▶ **Exercise**:
Say nothing but the number of lines below in which the string "window" appears.

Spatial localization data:
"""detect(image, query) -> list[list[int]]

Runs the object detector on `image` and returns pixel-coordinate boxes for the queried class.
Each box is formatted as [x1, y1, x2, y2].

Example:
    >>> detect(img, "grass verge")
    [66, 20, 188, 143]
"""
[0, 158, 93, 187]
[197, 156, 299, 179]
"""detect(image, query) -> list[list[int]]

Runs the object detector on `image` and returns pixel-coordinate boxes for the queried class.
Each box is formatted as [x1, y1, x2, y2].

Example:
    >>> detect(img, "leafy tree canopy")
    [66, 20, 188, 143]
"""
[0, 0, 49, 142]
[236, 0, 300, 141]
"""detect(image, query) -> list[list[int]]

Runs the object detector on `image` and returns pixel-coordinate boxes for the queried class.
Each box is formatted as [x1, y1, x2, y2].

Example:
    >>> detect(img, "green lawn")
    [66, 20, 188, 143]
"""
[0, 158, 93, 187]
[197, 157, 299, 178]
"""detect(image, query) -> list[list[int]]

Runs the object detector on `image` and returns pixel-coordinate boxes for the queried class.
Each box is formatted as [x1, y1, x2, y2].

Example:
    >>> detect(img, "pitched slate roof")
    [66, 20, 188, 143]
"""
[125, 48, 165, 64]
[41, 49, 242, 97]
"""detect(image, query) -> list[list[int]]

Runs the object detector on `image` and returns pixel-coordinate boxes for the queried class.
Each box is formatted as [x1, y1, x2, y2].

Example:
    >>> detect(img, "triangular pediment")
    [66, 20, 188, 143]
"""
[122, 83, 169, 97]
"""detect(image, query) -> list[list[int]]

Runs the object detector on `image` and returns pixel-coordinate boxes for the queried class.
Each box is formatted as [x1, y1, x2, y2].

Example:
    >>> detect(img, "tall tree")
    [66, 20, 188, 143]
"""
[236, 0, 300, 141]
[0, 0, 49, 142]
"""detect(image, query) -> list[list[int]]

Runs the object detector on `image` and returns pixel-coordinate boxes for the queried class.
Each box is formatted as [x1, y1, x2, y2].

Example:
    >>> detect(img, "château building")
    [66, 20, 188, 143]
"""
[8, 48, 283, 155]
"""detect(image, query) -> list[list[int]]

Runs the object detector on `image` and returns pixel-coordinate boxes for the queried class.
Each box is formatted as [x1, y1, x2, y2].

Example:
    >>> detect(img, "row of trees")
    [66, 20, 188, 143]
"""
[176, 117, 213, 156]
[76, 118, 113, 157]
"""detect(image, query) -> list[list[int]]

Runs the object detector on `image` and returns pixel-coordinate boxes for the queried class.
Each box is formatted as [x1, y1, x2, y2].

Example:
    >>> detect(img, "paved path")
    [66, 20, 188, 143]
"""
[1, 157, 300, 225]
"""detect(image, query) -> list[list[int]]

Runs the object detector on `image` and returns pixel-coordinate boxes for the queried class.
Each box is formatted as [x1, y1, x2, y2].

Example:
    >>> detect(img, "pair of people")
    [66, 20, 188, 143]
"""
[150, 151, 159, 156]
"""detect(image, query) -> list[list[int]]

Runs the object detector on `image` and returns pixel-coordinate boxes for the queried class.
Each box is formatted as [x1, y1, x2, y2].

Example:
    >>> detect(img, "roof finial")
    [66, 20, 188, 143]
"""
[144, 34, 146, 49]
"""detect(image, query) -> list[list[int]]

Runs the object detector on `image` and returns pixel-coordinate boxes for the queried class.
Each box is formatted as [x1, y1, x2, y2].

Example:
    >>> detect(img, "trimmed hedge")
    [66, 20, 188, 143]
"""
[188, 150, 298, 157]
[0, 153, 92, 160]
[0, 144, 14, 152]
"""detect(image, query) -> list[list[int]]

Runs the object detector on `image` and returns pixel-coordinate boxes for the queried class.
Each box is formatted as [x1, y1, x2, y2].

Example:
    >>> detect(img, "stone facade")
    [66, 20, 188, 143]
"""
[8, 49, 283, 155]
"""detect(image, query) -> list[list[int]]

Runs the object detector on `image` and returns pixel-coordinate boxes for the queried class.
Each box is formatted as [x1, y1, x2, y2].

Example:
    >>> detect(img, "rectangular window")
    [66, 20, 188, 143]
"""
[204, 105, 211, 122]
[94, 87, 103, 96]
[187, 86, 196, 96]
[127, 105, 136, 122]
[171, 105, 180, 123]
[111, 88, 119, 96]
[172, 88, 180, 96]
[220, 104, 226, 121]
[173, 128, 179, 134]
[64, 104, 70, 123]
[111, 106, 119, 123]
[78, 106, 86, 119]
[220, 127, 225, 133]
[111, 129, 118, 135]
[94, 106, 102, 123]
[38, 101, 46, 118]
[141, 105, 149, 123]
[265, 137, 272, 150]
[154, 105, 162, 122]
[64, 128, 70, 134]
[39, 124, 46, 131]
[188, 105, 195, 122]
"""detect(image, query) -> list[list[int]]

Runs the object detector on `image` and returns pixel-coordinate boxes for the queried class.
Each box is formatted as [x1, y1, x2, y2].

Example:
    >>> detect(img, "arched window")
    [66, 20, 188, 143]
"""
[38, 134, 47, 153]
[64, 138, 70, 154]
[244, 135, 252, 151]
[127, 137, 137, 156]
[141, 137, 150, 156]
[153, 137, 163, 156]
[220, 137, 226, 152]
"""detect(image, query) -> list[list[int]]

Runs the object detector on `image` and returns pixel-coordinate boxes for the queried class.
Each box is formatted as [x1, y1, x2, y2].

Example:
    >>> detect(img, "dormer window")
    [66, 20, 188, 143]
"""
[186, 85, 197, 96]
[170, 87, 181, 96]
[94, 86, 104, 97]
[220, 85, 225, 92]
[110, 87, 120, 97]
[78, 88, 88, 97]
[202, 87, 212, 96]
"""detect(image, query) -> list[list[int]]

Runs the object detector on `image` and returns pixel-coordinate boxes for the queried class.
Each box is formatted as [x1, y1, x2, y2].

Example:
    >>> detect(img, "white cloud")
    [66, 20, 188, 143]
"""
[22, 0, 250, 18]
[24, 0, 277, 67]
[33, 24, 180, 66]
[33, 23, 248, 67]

▶ **Solution to this task**:
3